* **What to work on**:
Reprint every line of the data, keeping each character intact.

START Records for this task

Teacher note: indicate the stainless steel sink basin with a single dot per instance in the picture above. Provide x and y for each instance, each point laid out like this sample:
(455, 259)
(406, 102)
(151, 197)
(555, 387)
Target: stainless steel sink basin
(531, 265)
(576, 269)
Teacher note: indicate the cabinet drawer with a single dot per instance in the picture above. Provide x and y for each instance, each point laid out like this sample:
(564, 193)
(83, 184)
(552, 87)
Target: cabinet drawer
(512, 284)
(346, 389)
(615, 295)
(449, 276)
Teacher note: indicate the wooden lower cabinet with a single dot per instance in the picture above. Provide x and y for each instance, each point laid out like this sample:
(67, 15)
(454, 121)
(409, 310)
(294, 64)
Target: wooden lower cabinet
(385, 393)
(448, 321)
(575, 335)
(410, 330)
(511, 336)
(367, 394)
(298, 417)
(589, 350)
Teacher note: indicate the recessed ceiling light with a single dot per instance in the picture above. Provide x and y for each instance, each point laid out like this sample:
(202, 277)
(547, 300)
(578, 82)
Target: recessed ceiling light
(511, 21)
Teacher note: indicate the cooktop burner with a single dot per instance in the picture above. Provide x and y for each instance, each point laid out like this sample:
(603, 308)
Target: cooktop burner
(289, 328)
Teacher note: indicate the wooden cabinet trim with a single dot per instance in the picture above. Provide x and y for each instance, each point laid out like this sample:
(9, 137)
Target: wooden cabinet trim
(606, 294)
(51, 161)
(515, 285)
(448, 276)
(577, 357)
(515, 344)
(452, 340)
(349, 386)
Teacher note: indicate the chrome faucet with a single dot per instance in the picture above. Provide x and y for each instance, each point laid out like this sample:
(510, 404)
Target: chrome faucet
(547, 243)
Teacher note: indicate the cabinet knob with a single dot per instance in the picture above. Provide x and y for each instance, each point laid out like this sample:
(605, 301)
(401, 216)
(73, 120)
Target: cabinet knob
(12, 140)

END Records for this task

* **Solution for this problem**:
Teacher note: indicate the stainless steel sink basin with a single dot per instance in the picture above. Provide x and y for each instance, each point laid out like this sample:
(455, 259)
(406, 102)
(151, 197)
(555, 387)
Target: stainless steel sink basin
(531, 265)
(576, 269)
Teacher note: indicate the cabinet drawer with a single dot per instance in the picture above. Provide x and y for each instance, each point laid out like this sample:
(564, 193)
(83, 184)
(552, 87)
Target: cabinet drawer
(512, 284)
(346, 389)
(615, 295)
(449, 276)
Teacher note: indicate the wooden lower cabinet with a single dot per instance in the picture above. Provide x and y for each instance, each point laid out like this sample:
(67, 15)
(454, 121)
(409, 310)
(294, 64)
Target: wooden lower cabinet
(385, 393)
(448, 321)
(575, 335)
(410, 330)
(511, 336)
(367, 394)
(298, 417)
(589, 350)
Teacher note: indicate the recessed ceiling light with a single dot per instance in the picture above. Provide x and y for each instance, each point laid out like this sample:
(202, 277)
(547, 300)
(578, 82)
Target: recessed ceiling light
(511, 21)
Teacher note: indicate the cooktop burner with a single dot per instance in the picture above. Provide x and y for each instance, each point laid out like this sample:
(603, 308)
Target: cooktop burner
(289, 328)
Teacher note: indicate the wooden cabinet trim with a single dot per instance in the picture above. Provide x and y for each instance, each point laid out like this sample:
(9, 137)
Target: wooden cabinet trim
(606, 294)
(51, 161)
(515, 285)
(448, 276)
(577, 357)
(515, 344)
(452, 340)
(349, 386)
Teacher note: indicate the chrome faucet with a single dot per instance in the picture above. Provide x and y for each instance, each point laid out like this sample:
(510, 404)
Target: chrome faucet
(547, 243)
Teacher note: indicate the cabinet knob with a single dot per instance in the picture above. Provide x and y for each instance, each point laid out like this sample:
(605, 301)
(401, 216)
(73, 120)
Target: cabinet knob
(12, 140)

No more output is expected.